* TASK TO COMPLETE: Lay out every row below as a numbered list, skipping any blank lines and leaving the pictures out.

* STORED DATA:
== == ==

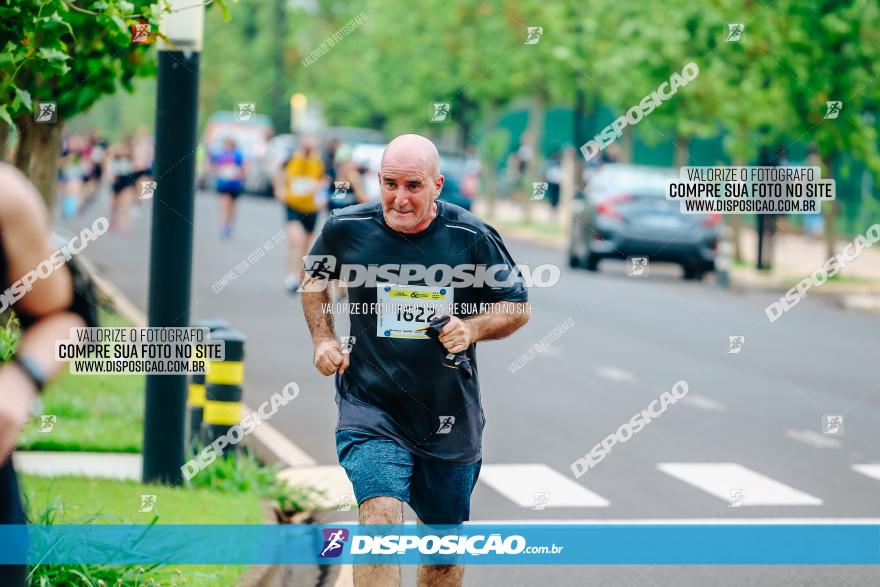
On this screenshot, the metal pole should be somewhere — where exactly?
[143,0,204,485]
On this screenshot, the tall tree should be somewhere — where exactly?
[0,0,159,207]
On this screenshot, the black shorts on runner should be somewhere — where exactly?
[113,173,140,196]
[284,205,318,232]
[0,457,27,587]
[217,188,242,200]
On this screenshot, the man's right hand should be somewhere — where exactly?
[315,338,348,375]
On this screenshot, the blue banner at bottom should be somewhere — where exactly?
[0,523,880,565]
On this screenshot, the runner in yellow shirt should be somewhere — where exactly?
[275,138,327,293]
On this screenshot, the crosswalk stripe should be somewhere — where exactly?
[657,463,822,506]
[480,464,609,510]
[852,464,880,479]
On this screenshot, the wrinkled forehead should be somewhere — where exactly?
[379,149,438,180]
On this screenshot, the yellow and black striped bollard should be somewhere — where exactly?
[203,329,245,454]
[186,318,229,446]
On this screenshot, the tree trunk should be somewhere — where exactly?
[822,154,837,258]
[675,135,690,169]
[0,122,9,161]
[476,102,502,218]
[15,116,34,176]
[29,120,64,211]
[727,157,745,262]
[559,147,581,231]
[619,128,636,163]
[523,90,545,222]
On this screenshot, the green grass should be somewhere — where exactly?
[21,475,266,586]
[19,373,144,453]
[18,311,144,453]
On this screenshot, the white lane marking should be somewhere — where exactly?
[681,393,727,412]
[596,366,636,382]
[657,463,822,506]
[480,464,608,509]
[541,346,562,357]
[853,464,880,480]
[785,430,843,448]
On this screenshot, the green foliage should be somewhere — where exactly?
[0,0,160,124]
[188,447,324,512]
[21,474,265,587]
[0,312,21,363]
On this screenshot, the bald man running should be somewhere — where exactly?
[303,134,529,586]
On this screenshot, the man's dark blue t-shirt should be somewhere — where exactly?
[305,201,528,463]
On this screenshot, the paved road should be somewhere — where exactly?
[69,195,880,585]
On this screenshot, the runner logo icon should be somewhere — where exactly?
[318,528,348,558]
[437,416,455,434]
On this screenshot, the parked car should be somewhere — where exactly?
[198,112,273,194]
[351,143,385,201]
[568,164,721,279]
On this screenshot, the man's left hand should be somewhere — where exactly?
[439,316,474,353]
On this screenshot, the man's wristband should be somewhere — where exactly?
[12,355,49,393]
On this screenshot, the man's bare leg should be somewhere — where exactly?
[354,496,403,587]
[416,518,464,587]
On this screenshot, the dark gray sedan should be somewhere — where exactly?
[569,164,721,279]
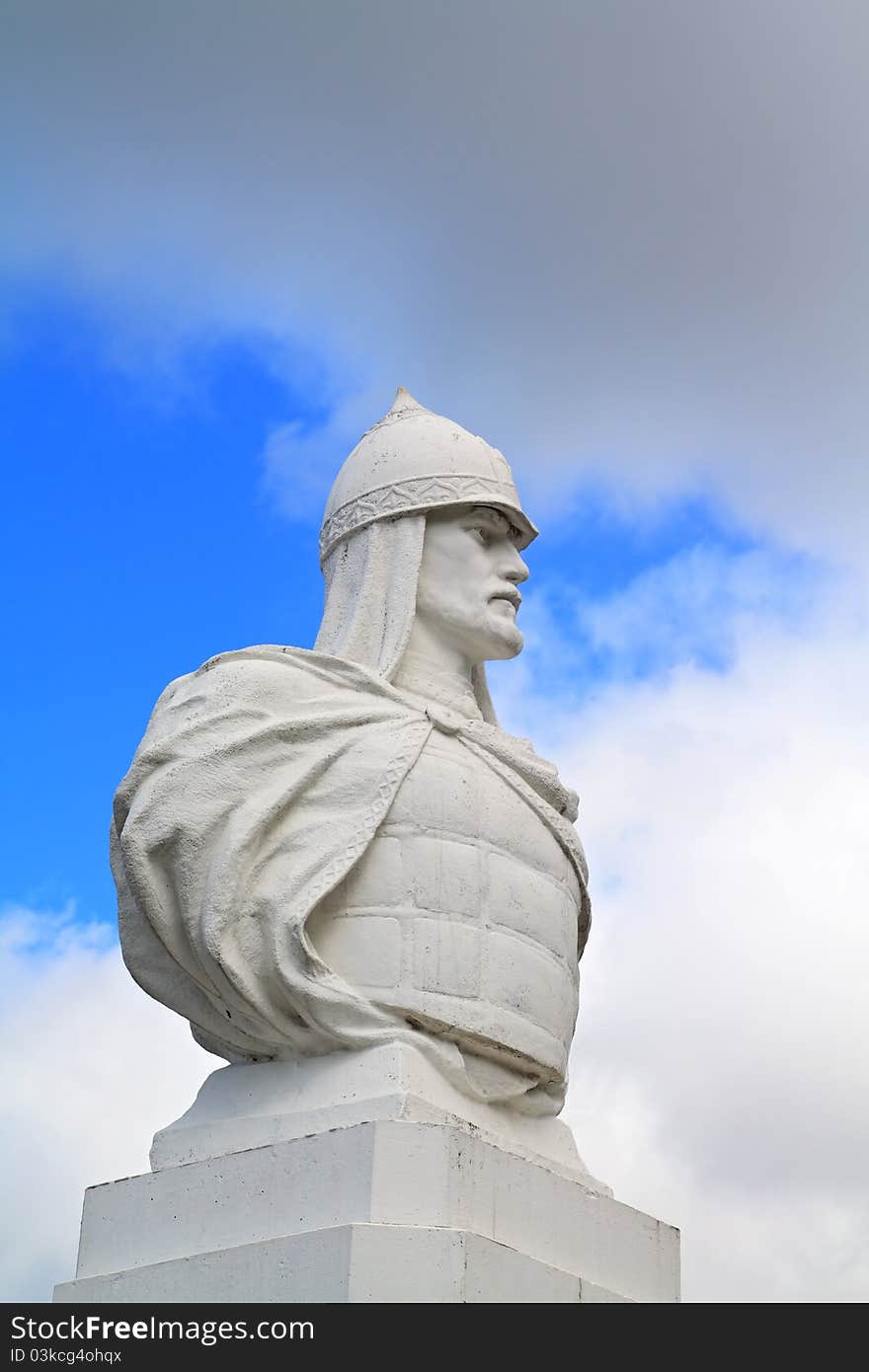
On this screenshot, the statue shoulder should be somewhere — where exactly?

== == ==

* EXERCISE RESULT:
1. On this screenshot, the metal pole should be somewhere — where exactly?
2. [143,0,204,485]
3. On this screenshot, the tall tree should be somewhere — where exactly?
4. [0,0,159,207]
5. On this screenshot, the black shorts on runner should be somewhere — where exactly?
6. [113,173,140,196]
7. [284,205,318,232]
8. [0,457,27,587]
9. [217,188,242,200]
10. On this screenshot, the man's right hand should be somewhere — where exactly?
11. [315,338,348,375]
12. On this screenshot, the blue banner at bottom should be somewhere — where exactly?
13. [0,523,880,565]
14. On this screenshot, the runner in yellow shirt should be somewhere — where exactly?
15. [275,138,327,293]
16. On this screenshot, the crosswalk stripe should be somewhere — where exactly?
17. [657,463,822,506]
18. [480,464,609,510]
19. [852,464,880,479]
20. On this screenshot, the wrinkled forehead should be somewhere — where exactly?
21. [379,149,438,180]
22. On this screenshot, the yellow and black striped bollard should be somewhere — where exactly?
23. [203,329,245,454]
24. [186,318,229,446]
25. On this screenshot, the tree trunk should be somewhere — where exactly?
26. [822,154,837,258]
27. [675,135,690,169]
28. [0,122,9,161]
29. [476,102,502,218]
30. [15,116,34,176]
31. [29,120,64,211]
32. [727,157,745,262]
33. [559,147,581,231]
34. [619,128,636,163]
35. [523,90,545,222]
36. On this screenshot, the green grass should be somewhere — where exactly?
37. [21,475,266,586]
38. [19,373,144,453]
39. [18,311,144,453]
40. On this screenshot, the white lane marking should be somewhere — where exactly?
41. [681,393,727,412]
42. [596,366,636,382]
43. [657,463,822,506]
44. [480,464,608,509]
45. [541,346,562,357]
46. [853,464,880,480]
47. [785,430,843,448]
48. On this screenshot, the green foliage should be somewhere — where exactly?
49. [0,0,160,124]
50. [188,447,324,512]
51. [21,474,265,587]
52. [0,312,21,363]
53. On this screenshot, the bald man running should be somewhere — where exactly?
54. [303,134,529,586]
55. On this screenshot, the man's dark blue t-shirt should be somewhere — where exactly?
56. [305,201,528,463]
57. On this screenshot, the paved road should be somewhere — where exactly?
58. [69,195,880,585]
59. On this screenshot, the runner logo icon should be somewhere — where exactly?
60. [318,528,348,558]
61. [437,416,455,434]
62. On this screenshot, the parked car should be somewhere — where exactly?
63. [198,112,273,194]
64. [351,143,385,201]
65. [568,164,721,279]
66. On this screenshot, the man's left hand should be somewhere — where exactly?
67. [439,316,474,353]
68. On this screenshot, the man's wristband should be somewhere — where exactly?
69. [12,355,49,393]
70. On this screenshot, the man's bare leg should be somewhere — where exactly?
71. [354,496,403,587]
72. [416,518,464,587]
73. On this screenshot, the dark gray sedan should be somewhere — where exactly?
74. [569,164,721,279]
75. On this screenshot, the statue shoulder should be somewhere — where exactly?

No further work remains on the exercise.